> [Given problem]:
Rewrite the lines from the one containing "Can you see the sandy" through the end of the material, substituting "stone arch" for "sandstone formation" and keeping everything else unchanged.

[Source data]
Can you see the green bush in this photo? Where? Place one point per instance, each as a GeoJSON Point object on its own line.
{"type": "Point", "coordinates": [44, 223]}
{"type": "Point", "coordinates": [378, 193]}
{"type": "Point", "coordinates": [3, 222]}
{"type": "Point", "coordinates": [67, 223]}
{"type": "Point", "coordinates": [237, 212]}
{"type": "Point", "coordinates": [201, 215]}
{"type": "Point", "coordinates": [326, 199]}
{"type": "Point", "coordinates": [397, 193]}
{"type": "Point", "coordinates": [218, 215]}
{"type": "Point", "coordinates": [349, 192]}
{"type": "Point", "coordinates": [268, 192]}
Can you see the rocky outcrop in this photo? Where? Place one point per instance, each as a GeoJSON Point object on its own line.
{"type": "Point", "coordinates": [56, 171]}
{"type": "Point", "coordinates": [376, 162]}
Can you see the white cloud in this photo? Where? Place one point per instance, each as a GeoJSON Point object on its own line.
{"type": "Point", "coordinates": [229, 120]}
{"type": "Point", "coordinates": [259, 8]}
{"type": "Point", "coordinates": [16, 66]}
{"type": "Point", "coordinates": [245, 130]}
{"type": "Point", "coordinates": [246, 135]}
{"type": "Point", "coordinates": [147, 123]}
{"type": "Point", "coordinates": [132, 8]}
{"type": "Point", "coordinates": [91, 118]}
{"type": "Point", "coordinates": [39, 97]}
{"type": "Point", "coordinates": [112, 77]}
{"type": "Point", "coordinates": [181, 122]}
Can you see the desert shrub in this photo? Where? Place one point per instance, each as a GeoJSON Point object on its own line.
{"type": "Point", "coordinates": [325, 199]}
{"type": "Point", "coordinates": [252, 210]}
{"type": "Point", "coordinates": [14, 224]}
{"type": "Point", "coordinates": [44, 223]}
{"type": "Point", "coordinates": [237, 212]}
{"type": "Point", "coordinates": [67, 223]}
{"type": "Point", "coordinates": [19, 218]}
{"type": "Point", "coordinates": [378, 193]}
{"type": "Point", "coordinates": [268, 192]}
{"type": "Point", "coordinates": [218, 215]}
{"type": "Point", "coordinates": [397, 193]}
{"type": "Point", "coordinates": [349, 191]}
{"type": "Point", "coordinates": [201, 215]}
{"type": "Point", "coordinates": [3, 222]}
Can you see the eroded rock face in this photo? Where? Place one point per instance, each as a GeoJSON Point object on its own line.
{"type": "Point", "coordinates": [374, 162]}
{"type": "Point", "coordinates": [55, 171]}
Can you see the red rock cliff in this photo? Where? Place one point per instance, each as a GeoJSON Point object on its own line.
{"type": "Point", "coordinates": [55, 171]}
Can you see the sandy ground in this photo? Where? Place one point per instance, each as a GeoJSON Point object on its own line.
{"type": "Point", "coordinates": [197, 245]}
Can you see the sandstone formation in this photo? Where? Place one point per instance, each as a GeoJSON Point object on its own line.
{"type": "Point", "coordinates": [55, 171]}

> [Output of the exercise]:
Can you see the sandy ground in this photo? Where? Place one point per instance, each as a GeoJSON Point object on its own line.
{"type": "Point", "coordinates": [197, 245]}
Can you see the stone arch in this photo? Where? Place one point per instance, each as a GeoJSON Point object on its own line.
{"type": "Point", "coordinates": [55, 171]}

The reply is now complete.